§ **Goal 1**: Identify each line of the records that contains the string "nose", treating uppercase and lowercase letters as different.

§ **Extract provided**:
# # # # #
Ruby 1.9 character encoding changes #188

blakesmith opened this Issue Jul 1, 2010 · 15 comments


None yet

With Ruby 1.8, incorrect UTF-8 encoded characters are silently ignored. If you have a post with incorrect UTF-8 characters in the content body, they will show up in your rendered page as question marks (unknown characters).

A user upgrading from Ruby 1.8 to Ruby 1.9 who's site seemed to be working fine would get a weird error when trying to render their site (assuming it had incorrectly encoded UTF-8 characters):

/Users/blake/projects/jekyll/lib/jekyll/convertible.rb:26:in `read_yaml': invalid byte sequence in UTF-8
        from /Users/blake/projects/jekyll/lib/jekyll/post.rb:39:in `initialize'
        from /Users/blake/projects/jekyll/lib/jekyll/site.rb:110:in `new'
        from /Users/blake/projects/jekyll/lib/jekyll/site.rb:110:in `block in read_posts'
        from /Users/blake/projects/jekyll/lib/jekyll/site.rb:108:in `each'
        from /Users/blake/projects/jekyll/lib/jekyll/site.rb:108:in `read_posts'
        from /Users/blake/projects/jekyll/lib/jekyll/site.rb:169:in `read_directories'
        from /Users/blake/projects/jekyll/lib/jekyll/site.rb:79:in `read'
        from /Users/blake/projects/jekyll/lib/jekyll/site.rb:71:in `process'
        from ../jekyll/bin/jekyll:150:in `'

This doesn't really help the user fix the problem post. This commit will at least display the problem post so that the user knows what needs to be fixed for the site to render successfully.

This is mainly an issue of how Ruby decides to handle String encodings by default. You can read more about it here:

lmmendes commented Sep 9, 2010

In my case i was getting the following error:

/usr/local/rvm/gems/ruby-1.9.1-p378/gems/jekyll-0.7.0/lib/jekyll/convertible.rb:26:in `read_yaml': invalid byte sequence in US-ASCII (ArgumentError)
# # # # #
§ **Working data**:
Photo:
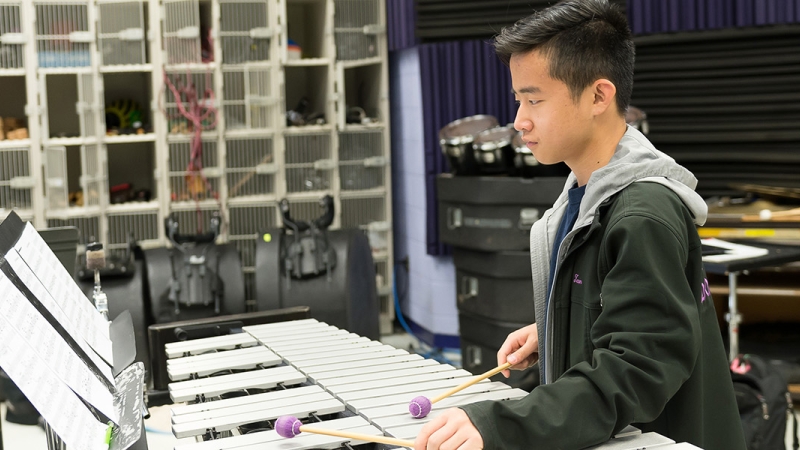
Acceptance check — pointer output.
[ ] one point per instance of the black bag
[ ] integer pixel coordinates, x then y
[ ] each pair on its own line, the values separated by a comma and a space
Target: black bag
762, 395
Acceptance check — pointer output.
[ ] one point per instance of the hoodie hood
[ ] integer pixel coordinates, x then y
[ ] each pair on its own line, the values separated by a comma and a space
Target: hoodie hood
635, 159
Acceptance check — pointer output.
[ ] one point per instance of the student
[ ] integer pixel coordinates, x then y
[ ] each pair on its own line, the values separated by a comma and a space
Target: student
624, 333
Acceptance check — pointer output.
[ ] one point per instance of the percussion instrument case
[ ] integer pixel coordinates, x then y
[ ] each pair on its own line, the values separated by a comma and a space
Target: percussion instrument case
480, 339
494, 285
492, 213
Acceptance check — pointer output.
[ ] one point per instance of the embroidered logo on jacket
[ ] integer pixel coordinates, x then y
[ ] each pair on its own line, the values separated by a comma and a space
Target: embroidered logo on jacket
705, 291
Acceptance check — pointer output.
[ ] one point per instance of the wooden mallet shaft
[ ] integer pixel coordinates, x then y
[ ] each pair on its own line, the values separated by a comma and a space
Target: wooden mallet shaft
469, 383
357, 436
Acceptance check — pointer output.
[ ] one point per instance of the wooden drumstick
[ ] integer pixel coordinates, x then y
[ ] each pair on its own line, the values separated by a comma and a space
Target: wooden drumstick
290, 426
421, 406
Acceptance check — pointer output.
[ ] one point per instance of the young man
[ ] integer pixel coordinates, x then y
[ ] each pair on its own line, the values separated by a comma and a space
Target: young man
624, 333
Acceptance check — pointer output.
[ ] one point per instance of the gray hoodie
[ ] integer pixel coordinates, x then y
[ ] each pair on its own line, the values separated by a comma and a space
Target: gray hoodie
634, 160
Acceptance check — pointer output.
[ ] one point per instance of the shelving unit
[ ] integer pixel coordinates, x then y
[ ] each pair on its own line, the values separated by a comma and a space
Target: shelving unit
63, 62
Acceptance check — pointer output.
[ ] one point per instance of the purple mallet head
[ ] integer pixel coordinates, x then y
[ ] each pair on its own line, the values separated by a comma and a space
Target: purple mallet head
419, 407
288, 426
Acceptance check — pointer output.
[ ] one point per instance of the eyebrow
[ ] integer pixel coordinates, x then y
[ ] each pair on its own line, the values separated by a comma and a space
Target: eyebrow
527, 90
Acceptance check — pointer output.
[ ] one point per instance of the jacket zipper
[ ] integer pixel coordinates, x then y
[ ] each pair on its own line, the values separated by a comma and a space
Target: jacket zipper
764, 407
548, 329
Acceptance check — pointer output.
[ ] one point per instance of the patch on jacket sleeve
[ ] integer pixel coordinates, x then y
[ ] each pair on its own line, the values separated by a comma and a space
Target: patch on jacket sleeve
705, 291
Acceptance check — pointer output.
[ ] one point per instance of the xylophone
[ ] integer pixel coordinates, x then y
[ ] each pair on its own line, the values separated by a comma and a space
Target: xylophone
237, 386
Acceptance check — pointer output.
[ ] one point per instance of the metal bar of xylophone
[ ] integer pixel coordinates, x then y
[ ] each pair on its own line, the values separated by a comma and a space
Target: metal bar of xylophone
238, 386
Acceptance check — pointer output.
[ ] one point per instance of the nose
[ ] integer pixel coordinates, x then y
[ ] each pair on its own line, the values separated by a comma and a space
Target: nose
522, 123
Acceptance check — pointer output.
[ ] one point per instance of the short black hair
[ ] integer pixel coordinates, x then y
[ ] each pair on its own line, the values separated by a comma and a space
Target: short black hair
583, 40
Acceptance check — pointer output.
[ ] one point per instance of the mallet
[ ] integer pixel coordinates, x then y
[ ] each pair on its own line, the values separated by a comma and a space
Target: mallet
420, 406
290, 426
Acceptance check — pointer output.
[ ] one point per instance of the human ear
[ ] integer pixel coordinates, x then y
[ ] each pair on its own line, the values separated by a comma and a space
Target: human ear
604, 93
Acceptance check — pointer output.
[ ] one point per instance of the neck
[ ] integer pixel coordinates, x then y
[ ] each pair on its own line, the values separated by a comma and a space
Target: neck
599, 150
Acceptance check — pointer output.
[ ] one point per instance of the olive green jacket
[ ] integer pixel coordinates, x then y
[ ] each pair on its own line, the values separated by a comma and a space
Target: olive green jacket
632, 336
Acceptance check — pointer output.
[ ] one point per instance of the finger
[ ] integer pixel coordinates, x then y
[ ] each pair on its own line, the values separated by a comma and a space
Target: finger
441, 439
422, 441
524, 356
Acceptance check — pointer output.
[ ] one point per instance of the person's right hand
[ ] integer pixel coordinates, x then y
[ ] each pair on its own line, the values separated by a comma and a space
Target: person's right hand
521, 349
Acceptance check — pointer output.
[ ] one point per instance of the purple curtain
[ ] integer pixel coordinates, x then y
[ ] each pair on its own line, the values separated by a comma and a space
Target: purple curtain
663, 16
459, 79
401, 20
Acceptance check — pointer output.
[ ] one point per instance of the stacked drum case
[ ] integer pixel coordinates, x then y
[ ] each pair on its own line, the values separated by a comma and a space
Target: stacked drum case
487, 204
487, 220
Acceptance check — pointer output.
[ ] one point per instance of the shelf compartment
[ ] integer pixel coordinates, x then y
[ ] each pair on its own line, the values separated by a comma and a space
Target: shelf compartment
304, 210
12, 47
74, 176
363, 95
248, 98
307, 90
88, 227
66, 95
127, 99
186, 185
362, 164
249, 220
250, 166
122, 32
13, 99
195, 220
308, 162
187, 31
131, 164
244, 31
368, 214
143, 225
306, 22
62, 34
201, 80
357, 29
16, 182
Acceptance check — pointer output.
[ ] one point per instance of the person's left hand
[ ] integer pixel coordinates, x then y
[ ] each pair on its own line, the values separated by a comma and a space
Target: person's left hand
450, 431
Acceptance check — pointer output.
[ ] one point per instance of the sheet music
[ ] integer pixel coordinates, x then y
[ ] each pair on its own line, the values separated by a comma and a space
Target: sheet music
76, 307
46, 343
732, 251
62, 409
77, 333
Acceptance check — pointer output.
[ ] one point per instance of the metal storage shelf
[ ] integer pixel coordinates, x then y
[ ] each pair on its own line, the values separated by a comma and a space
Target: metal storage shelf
120, 50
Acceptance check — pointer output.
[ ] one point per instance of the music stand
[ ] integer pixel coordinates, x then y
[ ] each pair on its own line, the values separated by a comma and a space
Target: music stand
74, 375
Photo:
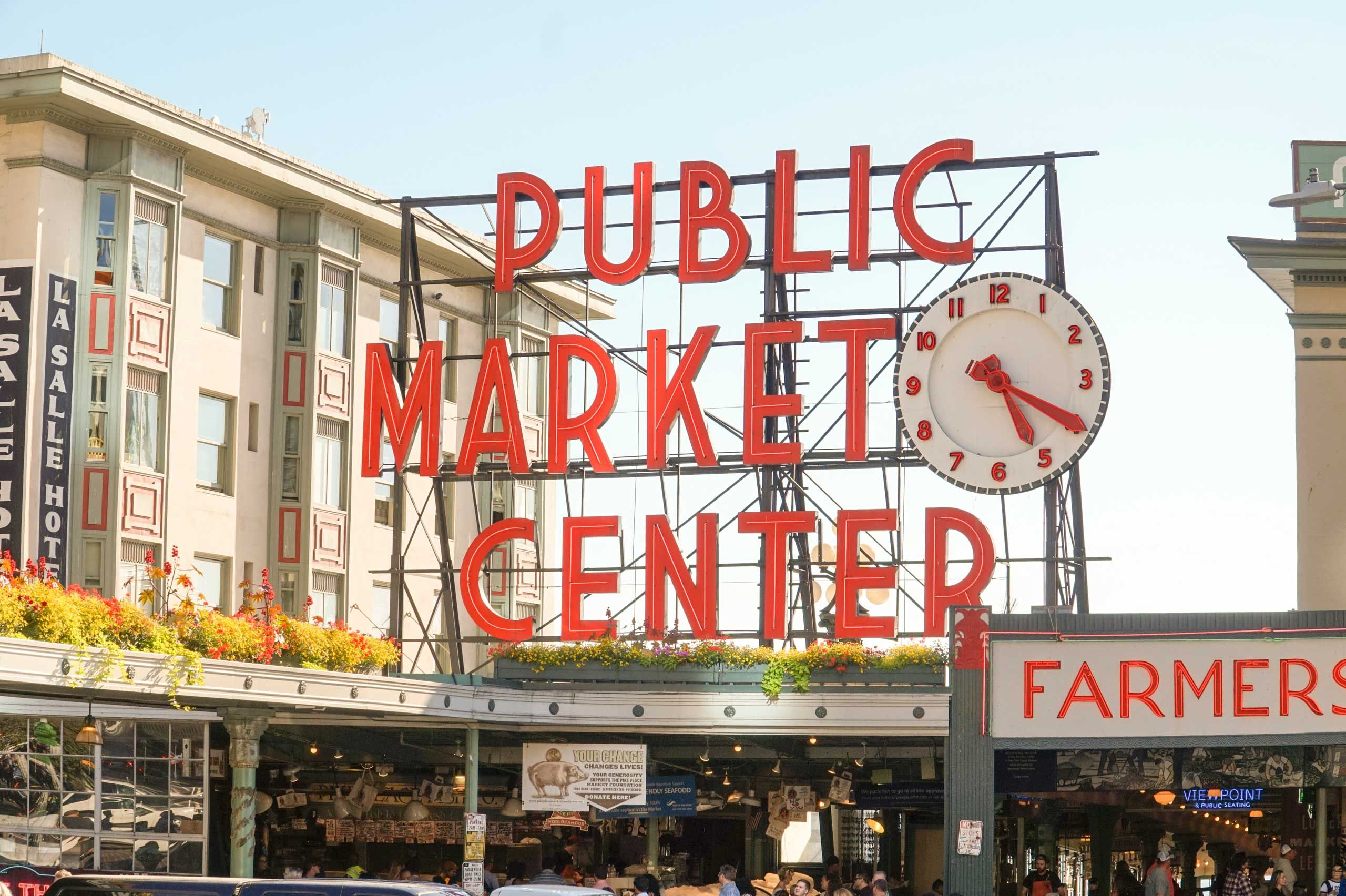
# # # # #
§ **Goal 2**: Copy the passage of the Ruby 1.9 encoding issue from "This doesn't really" to "in US-ASCII (ArgumentError)", word for word.

§ **Final answer 1**:
[ ] one point per instance of the nose
Target: nose

§ **Final answer 2**:
This doesn't really help the user fix the problem post. This commit will at least display the problem post so that the user knows what needs to be fixed for the site to render successfully.

This is mainly an issue of how Ruby decides to handle String encodings by default. You can read more about it here:

lmmendes commented Sep 9, 2010

In my case i was getting the following error:

/usr/local/rvm/gems/ruby-1.9.1-p378/gems/jekyll-0.7.0/lib/jekyll/convertible.rb:26:in `read_yaml': invalid byte sequence in US-ASCII (ArgumentError)